Passage provided:
________________________
Appendix D: Further Discussion of Student Ages in EPGYby Kalée Tock and Patrick Suppes June 23, 2002
The average difference between student ages upon starting and ending each EPGY grade is shown in Table 2.
As is clear from the tables, students typically spend only a few months working through any given grade in the program. This is drastically less time than would be spent in a traditional school. It follows that the longer a student spends in the program, the further ahead the student will become. However, this point is confounded by the fact that most students are at EPGY for only one or two terms. Table 3 shows numbers of students for whom age data are available with the numbers of EPGY courses they have completed, the average years ahead of a school curriculum they are upon starting the program, and the average years ahead of a school curriculum they are upon ending it. The years ahead are calculated based on a school year that begins September first and ends June first, and it is assumed that all students begin the first grade as soon as they are eligible to do so. Though policy varies considerably among the more than twenty-thousand school districts in the United States, we take 5.75 years old as the typical minimum age at which a student may begin the first grade.
________________________
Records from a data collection
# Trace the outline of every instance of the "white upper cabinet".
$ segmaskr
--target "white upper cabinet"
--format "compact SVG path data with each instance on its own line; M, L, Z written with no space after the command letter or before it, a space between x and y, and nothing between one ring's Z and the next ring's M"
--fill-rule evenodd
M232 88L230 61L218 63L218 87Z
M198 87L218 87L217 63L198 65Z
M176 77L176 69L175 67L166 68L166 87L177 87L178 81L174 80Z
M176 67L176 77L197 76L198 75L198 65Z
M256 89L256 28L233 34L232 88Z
________________________
Stated task A:
Answer these questions using the appendix on student ages in EPGY:
(i) Which table shows the average difference between student ages upon starting and ending each EPGY grade?
(ii) For how many terms are most students at EPGY?
(iii) What age is taken as the typical minimum for beginning the first grade?
Stated task B:
Echo everything in the appendix on student ages in EPGY from "Appendix D: Further" down to "in Table 2.".
Stated task C:
Rewrite the paragraph of the appendix on student ages in EPGY that begins "As is clear from the tables" as a list, keeping its main facts.
These records have no connection to the appendix on student ages in EPGY.

Response A:
(i) Table 2
(ii) One or two terms
(iii) 5.75 years old

Response B:
Appendix D: Further Discussion of Student Ages in EPGYby Kalée Tock and Patrick Suppes June 23, 2002
The average difference between student ages upon starting and ending each EPGY grade is shown in Table 2.

Response C:
- Students typically spend only a few months on any given EPGY grade, drastically less than in a traditional school.
- So the longer a student stays in the program, the further ahead the student gets.
- This is confounded because most students are at EPGY for only one or two terms.
- Table 3 gives, for students with age data:
  - the number of EPGY courses completed
  - the average years ahead of a school curriculum at the start
  - the average years ahead of a school curriculum at the end
- Years ahead are based on a school year running from September first to June first.
- All students are assumed to begin first grade as soon as they are eligible.
- Policy varies across more than twenty thousand U.S. school districts, but 5.75 years old is taken as the typical minimum age for first grade.